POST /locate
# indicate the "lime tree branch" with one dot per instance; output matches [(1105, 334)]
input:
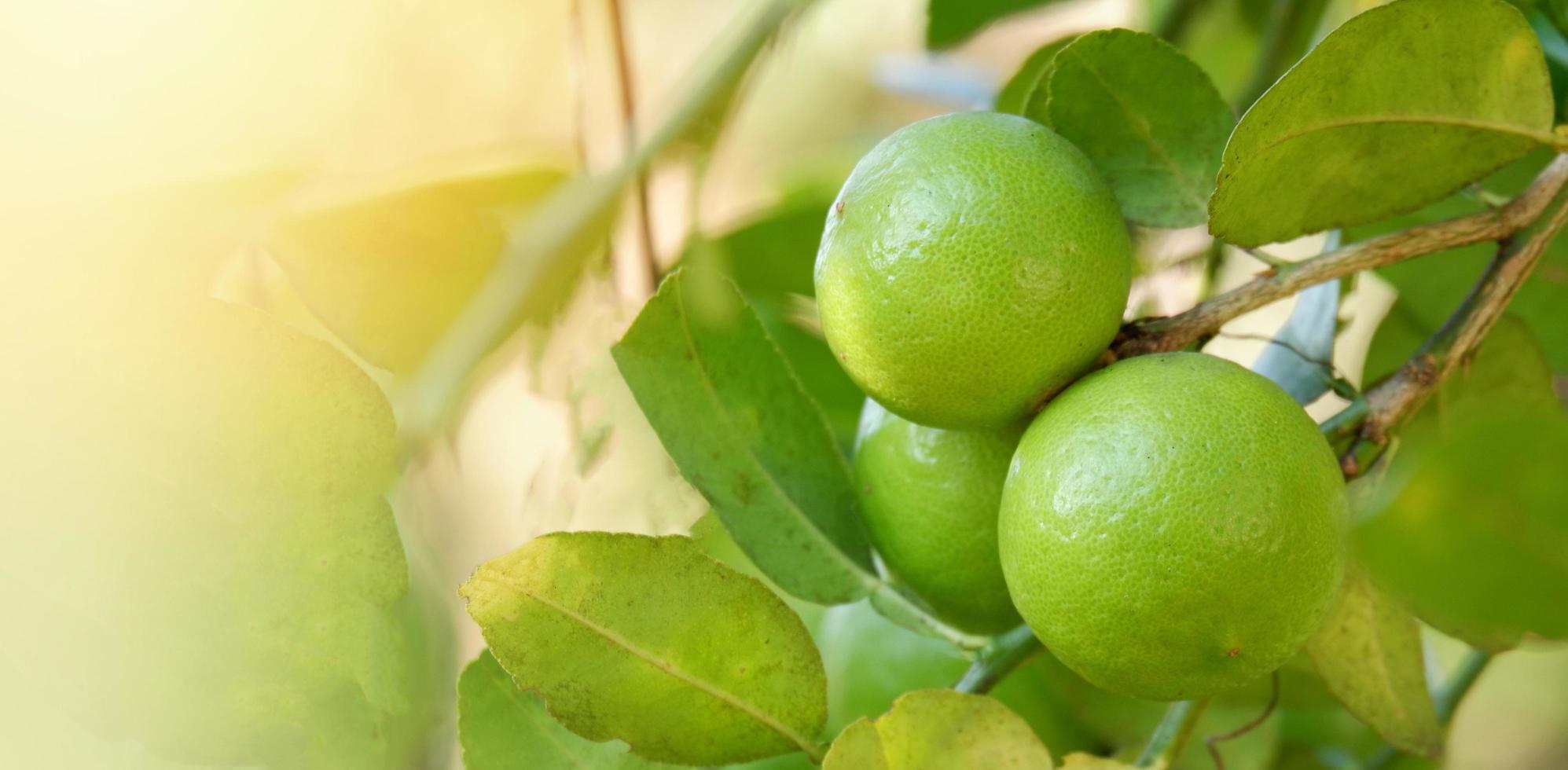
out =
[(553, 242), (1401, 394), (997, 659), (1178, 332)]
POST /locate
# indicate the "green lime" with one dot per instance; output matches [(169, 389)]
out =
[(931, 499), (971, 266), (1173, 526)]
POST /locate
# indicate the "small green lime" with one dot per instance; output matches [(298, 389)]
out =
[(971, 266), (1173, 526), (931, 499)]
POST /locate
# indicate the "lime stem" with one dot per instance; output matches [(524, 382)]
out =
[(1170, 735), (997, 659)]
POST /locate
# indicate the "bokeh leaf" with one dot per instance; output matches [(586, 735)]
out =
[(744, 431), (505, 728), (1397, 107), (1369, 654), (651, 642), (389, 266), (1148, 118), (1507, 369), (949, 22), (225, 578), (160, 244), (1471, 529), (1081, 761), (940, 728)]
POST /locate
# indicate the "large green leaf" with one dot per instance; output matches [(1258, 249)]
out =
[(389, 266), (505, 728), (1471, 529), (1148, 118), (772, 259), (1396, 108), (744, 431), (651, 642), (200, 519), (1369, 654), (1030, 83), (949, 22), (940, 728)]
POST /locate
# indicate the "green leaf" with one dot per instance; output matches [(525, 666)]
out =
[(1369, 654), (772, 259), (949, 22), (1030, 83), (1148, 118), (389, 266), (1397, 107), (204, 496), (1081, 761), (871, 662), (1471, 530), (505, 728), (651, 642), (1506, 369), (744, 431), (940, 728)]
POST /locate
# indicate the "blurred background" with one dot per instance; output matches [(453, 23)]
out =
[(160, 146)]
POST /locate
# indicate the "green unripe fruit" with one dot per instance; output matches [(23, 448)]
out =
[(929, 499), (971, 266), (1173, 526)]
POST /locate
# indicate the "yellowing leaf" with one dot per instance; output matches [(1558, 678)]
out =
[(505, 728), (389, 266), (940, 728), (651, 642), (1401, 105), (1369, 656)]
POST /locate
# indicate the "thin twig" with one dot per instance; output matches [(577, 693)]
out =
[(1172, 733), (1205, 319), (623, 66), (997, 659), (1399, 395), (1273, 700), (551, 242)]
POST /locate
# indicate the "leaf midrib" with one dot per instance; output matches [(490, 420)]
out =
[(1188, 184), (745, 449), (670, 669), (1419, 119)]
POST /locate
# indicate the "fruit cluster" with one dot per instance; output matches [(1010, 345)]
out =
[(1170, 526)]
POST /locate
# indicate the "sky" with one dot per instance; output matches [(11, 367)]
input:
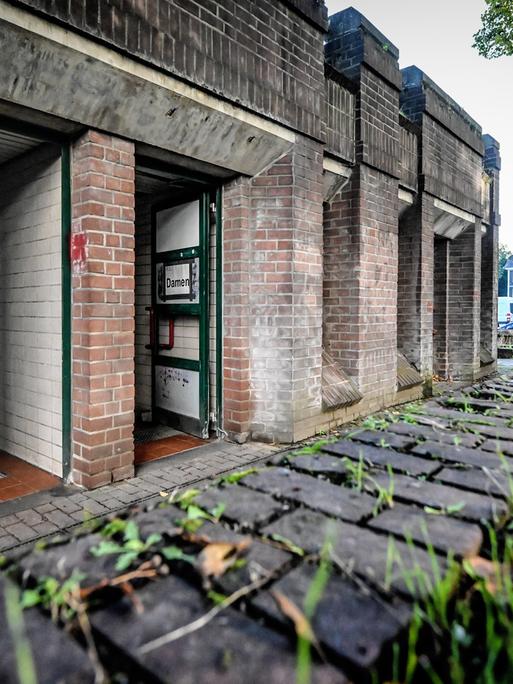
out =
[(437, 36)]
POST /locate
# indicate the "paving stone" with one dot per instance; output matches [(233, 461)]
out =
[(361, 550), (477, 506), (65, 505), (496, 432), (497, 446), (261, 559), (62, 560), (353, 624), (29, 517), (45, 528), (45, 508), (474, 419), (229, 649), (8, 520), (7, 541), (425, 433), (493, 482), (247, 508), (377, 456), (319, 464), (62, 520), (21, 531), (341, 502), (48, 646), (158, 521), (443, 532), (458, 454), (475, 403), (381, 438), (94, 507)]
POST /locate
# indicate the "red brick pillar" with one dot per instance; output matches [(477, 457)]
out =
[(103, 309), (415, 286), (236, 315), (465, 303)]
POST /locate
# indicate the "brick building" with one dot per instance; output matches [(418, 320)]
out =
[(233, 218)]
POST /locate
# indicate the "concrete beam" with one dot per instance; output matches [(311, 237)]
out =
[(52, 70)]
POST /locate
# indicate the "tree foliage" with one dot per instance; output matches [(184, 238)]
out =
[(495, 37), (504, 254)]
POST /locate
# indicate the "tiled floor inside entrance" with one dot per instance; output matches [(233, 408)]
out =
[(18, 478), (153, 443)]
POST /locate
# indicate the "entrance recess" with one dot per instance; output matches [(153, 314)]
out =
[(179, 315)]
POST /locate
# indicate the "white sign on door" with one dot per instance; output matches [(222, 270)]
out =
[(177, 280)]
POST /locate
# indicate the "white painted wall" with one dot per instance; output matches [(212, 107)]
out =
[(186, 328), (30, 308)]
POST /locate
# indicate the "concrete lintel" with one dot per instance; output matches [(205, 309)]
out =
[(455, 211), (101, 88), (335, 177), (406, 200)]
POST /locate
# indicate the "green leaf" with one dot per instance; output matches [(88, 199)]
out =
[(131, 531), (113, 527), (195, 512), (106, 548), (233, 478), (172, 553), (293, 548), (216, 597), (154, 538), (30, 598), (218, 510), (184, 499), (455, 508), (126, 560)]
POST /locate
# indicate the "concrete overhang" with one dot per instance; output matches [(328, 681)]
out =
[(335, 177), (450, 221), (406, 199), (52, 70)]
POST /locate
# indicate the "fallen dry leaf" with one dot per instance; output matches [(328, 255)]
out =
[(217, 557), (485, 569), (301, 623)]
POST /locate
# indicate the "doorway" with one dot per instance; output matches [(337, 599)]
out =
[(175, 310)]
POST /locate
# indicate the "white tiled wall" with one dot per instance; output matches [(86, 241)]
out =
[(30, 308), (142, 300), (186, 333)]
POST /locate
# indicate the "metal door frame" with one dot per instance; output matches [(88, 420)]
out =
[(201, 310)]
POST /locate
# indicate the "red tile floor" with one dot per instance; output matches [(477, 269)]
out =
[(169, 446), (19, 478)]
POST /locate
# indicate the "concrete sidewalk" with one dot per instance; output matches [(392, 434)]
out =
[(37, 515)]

**Written exercise**
Print all the items above line for line, without altering any character, and leave out the pictures.

**Solution**
POST /locate
# indicate the "lime tree branch" with one dot per instance; output matches [(1105, 334)]
input:
out =
[(553, 242), (1401, 394), (997, 659), (1178, 332)]
POST /locate
# indicate the "green lime" with one dot per instance; output matches [(169, 389)]
out =
[(931, 499), (971, 266), (1173, 526)]
POST /locate
# indicate the "small green lime" with one dot per instance; output matches [(298, 389)]
out =
[(971, 266), (1173, 526), (931, 499)]
POST /locate
# indicate the "lime stem" with one dot per instance; output matches [(524, 382)]
out =
[(1170, 735), (997, 659)]
POST /locate
# indicate the "bokeh leaf" with one dot per instance; output matches [(586, 735)]
out =
[(744, 431), (505, 728), (1397, 107), (1369, 654), (651, 642), (389, 266), (1148, 118), (1507, 369), (949, 22), (225, 578), (160, 244), (1471, 529), (1081, 761), (940, 728)]
POST /locate
# indicate the "large green leaf" with one dot per instance; output matches [(1258, 249)]
out =
[(389, 266), (505, 728), (1471, 529), (1148, 118), (772, 259), (1396, 108), (744, 431), (651, 642), (200, 519), (1369, 654), (1030, 83), (949, 22), (940, 728)]
POST /locate
# indicate the "green leaf" with one dot per instance; output matches [(525, 666)]
out =
[(1369, 654), (772, 259), (949, 22), (1030, 83), (1148, 118), (389, 266), (1397, 107), (204, 496), (1081, 761), (871, 662), (1471, 530), (505, 728), (651, 642), (1506, 369), (744, 431), (940, 728)]
POST /locate
# indicate the "blurred background" with one dot per instance; output matches [(453, 23)]
out =
[(160, 146)]
POST /locate
# indicate the "green unripe fruit" with one dot per instance; output matches [(23, 448)]
out =
[(929, 499), (971, 266), (1173, 526)]
POST /locate
# indicate the "yellowing leaf" with one dot per instance; output matches [(1558, 678)]
out =
[(505, 728), (389, 266), (940, 728), (651, 642), (1401, 105), (1369, 656)]
POST /locate
# indicate the "thin twig" with one dot per instance; output matches [(577, 693)]
out =
[(1172, 733), (1205, 319), (623, 66), (997, 659), (1399, 395), (1273, 700), (551, 242)]
POST /locate
# indicate the "leaf midrib" with one dot per instance; output matches [(490, 420)]
out =
[(1188, 184), (745, 449), (670, 669), (1419, 119)]
POST /locate
# indicate the "fruit cluster" with one dot per instance; output matches [(1010, 345)]
out =
[(1170, 526)]
POST /locate
# indicate the "sky" with one dot per instance; output matches [(11, 367)]
input:
out =
[(437, 36)]
POST /locate
# indicate the "paving stone" with one dot per instance; output matches [(233, 461)]
out =
[(361, 550), (477, 506), (65, 505), (496, 432), (497, 446), (261, 559), (62, 560), (353, 624), (29, 517), (45, 528), (45, 508), (474, 419), (229, 649), (8, 520), (7, 541), (425, 433), (493, 482), (247, 508), (377, 456), (319, 464), (62, 520), (21, 531), (341, 502), (48, 646), (158, 521), (443, 532), (458, 454), (475, 403), (381, 438), (94, 507)]
POST /locate
# indicate the "red brick pillar" with one dot per instance; output matches [(477, 457)]
out =
[(103, 309), (415, 286), (236, 315), (465, 303)]
POST /locate
# indicate the "brick building" with one dot per instance; output matches [(418, 320)]
out =
[(233, 218)]
POST /locate
# indicate the "concrete beam" with one dot per instance; output matches [(311, 237)]
out =
[(52, 70)]
POST /locate
# indicate the "tree foliage" with one dot per instance; output matches [(184, 238)]
out =
[(495, 37), (504, 254)]
POST /locate
# indicate the "tiled floor inside entrance" with one dot per instance; output matches [(233, 408)]
out =
[(18, 478), (153, 443)]
POST /locate
# indicate the "entrance recess" with one dot per instance; output matches [(153, 314)]
out =
[(179, 315)]
POST /locate
# indicate the "white sign on door" with one dot per instance; output matches [(222, 270)]
out =
[(177, 280)]
POST /locate
# indicate the "white painted wall" with one dot per instance; output matches [(212, 107)]
out =
[(186, 328), (30, 308)]
POST /locate
# indicate the "concrete lintel" with one dot per instance; output matches [(205, 309)]
out =
[(455, 211), (101, 88), (335, 177), (406, 200)]
POST /locate
# indicate the "green leaf" with one dot per instance; output matches [(88, 199)]
out =
[(131, 531), (113, 527), (195, 512), (106, 548), (233, 478), (172, 553), (293, 548), (216, 597), (154, 538), (30, 598), (218, 510), (184, 499), (455, 508), (126, 560)]
POST /locate
# indicate the "concrete overhang" with one dot per instance; output matches [(328, 681)]
out =
[(335, 177), (450, 221), (406, 199), (52, 70)]
POST /locate
# indicate the "fallen dry leaf" with one dot per instance; output matches [(328, 255)]
out =
[(217, 557), (485, 569), (301, 623)]
POST /locate
# indicate the "doorway" with one dot per instance; output matches [(337, 599)]
out =
[(175, 310)]
POST /locate
# indicate the "white tiled wall" with one dot per instance; output matches [(86, 241)]
out =
[(30, 308), (142, 300), (186, 333)]
POST /locate
# indicate the "metal door frame" with one dot per instance; output matches [(88, 420)]
out =
[(201, 310)]
POST /locate
# indicate the "red tile floor" with one dot per instance; output matches [(477, 269)]
out =
[(169, 446), (19, 478)]
POST /locate
# indicate the "concrete sidewalk" with one dot per instance; output matches [(392, 434)]
out =
[(37, 515)]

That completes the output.